Required task: Find every line in the data that contains the word "turtleneck" and copy each of those lines.

^^^^

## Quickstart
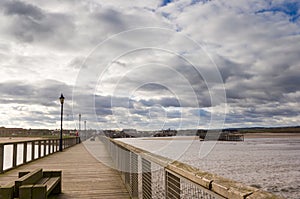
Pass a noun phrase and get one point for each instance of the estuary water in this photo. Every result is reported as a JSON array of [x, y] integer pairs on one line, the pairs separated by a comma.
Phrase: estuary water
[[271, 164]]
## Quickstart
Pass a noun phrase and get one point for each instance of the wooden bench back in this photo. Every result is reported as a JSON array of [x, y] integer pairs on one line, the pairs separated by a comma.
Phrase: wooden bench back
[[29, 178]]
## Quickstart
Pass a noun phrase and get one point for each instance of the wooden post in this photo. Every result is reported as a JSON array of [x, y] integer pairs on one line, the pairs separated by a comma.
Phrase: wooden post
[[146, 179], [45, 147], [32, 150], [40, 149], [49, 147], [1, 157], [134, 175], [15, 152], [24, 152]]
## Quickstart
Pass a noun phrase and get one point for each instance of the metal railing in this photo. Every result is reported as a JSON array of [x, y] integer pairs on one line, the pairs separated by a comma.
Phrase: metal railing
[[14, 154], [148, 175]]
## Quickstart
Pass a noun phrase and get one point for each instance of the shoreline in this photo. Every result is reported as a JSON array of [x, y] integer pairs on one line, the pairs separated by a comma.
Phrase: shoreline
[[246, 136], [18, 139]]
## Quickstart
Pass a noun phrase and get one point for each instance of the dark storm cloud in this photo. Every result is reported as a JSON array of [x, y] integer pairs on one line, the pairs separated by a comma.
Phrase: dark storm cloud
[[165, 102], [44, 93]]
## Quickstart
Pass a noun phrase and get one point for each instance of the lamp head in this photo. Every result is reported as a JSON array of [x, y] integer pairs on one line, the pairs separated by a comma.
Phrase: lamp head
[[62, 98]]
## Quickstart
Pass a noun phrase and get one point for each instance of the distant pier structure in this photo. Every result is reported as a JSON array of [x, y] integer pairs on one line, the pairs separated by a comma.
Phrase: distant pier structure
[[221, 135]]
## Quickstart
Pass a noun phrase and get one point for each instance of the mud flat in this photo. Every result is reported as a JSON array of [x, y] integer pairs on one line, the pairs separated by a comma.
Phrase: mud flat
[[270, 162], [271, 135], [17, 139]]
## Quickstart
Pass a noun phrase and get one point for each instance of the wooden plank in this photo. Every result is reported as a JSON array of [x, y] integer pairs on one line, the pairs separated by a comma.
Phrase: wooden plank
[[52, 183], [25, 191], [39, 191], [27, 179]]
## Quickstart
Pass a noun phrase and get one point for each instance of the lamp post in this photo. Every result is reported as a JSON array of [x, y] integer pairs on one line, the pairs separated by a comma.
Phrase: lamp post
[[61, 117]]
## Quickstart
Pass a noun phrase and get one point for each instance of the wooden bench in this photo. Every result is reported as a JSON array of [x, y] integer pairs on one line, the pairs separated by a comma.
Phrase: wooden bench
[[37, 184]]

^^^^

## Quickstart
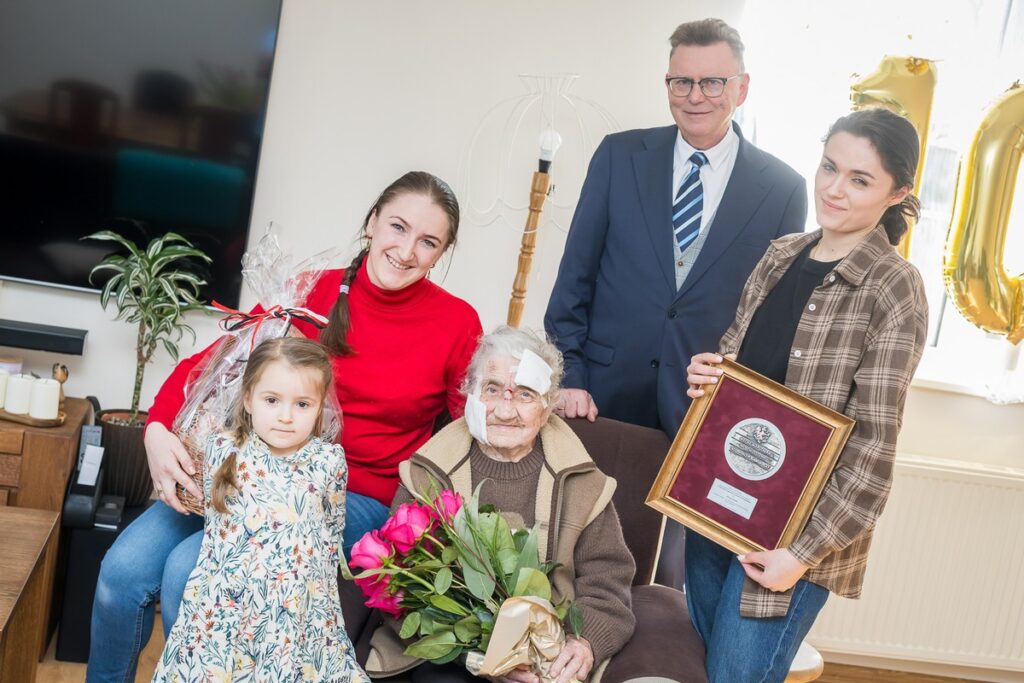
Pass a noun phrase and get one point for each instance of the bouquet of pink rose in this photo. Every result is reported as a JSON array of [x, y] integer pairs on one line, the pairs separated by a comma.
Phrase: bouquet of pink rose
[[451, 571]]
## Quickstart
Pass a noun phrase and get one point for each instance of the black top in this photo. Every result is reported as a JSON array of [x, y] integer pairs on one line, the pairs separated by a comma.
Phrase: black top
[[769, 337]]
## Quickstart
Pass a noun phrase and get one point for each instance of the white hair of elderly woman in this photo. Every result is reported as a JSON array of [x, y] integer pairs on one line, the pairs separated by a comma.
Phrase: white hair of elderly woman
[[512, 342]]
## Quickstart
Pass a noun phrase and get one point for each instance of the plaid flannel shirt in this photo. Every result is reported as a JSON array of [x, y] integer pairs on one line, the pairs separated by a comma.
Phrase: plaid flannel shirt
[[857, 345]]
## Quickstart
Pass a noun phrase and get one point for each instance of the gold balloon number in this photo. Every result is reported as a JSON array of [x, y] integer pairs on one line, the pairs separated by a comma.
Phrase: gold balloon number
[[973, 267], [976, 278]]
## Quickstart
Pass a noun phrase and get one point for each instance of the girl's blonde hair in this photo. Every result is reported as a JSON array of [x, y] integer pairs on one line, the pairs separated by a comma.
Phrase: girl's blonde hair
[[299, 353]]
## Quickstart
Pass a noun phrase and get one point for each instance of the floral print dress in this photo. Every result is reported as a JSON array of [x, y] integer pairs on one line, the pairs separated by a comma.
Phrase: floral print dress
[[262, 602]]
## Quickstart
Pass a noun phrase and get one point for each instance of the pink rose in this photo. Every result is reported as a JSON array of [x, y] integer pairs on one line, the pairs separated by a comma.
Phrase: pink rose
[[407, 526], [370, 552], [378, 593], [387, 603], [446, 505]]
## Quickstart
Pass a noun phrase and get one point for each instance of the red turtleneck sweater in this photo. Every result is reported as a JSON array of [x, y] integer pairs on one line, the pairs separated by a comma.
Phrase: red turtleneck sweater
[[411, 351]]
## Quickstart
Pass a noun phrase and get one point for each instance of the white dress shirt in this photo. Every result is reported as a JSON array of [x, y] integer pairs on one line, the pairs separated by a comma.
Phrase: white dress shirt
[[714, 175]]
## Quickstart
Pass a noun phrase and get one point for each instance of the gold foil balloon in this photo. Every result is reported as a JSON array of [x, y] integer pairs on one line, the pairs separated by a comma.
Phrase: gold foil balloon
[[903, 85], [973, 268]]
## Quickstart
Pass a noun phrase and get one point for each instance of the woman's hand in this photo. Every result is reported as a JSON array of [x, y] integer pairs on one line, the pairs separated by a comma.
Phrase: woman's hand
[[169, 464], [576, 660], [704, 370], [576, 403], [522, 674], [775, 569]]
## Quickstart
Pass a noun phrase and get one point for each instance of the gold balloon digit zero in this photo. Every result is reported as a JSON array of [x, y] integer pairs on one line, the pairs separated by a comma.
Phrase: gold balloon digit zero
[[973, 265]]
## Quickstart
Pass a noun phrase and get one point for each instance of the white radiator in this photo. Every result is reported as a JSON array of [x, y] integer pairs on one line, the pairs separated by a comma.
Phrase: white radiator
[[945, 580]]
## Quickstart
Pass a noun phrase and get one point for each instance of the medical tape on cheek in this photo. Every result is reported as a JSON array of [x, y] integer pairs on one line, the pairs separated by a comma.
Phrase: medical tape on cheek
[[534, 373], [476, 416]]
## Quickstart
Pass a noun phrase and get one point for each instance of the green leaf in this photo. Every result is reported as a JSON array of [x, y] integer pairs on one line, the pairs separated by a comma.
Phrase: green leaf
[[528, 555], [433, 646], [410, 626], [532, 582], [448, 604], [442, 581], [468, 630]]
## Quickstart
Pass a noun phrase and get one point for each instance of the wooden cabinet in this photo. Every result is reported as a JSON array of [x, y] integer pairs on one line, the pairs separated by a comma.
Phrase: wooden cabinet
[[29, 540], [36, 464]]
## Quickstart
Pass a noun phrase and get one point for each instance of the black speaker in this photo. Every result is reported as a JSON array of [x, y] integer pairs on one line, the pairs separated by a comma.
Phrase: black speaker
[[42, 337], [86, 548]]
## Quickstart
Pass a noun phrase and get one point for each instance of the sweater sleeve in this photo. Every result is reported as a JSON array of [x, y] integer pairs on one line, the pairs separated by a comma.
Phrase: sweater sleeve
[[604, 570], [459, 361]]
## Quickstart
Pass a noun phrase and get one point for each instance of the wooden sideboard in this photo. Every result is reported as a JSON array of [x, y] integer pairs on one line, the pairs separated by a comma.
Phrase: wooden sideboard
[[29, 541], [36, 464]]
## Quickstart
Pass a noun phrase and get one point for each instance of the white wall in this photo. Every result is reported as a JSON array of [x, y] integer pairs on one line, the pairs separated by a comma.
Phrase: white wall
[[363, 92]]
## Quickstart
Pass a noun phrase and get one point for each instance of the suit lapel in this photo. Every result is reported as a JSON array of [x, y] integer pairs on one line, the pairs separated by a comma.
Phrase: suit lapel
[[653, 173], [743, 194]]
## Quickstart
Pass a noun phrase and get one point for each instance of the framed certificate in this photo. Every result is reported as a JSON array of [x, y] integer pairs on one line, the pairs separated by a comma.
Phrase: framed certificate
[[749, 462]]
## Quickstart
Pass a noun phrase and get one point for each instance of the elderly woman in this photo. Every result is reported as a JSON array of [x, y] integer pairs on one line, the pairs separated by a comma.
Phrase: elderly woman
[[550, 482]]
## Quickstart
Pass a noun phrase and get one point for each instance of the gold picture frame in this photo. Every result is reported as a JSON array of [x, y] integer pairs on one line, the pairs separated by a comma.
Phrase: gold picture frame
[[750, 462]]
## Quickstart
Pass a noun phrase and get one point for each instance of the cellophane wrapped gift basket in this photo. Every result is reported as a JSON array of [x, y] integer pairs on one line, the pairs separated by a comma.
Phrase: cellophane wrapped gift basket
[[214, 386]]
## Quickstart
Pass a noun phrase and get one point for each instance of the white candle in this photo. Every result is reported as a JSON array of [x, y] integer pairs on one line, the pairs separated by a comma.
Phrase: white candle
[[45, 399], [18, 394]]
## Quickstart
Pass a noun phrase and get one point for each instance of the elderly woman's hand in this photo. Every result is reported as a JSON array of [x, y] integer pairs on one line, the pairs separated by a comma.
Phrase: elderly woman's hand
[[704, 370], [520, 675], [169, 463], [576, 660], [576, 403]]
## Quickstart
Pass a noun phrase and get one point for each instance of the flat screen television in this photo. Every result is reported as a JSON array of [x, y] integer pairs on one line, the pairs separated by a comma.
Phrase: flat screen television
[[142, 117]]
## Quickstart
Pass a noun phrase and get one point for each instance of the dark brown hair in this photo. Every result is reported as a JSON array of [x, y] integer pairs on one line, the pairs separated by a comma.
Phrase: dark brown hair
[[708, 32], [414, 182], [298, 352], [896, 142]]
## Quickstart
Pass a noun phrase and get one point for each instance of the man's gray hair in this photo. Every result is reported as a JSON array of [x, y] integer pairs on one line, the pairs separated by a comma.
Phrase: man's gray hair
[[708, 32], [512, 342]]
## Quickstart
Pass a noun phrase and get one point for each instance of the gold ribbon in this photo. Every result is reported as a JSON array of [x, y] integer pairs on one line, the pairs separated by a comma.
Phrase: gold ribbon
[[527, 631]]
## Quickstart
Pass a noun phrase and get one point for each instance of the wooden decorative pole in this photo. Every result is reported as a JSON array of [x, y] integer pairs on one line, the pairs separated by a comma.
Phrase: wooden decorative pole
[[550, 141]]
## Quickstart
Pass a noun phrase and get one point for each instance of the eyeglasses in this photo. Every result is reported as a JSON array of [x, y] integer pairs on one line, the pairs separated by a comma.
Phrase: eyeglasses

^^^^

Finished task:
Pass a noun phrase and get one point for each instance of the red turtleneck sweater in this photo. Every result is reported as a JSON array of [x, y] integer pairs on one line, the pairs separated by a comma.
Phrase: red turtleneck sweater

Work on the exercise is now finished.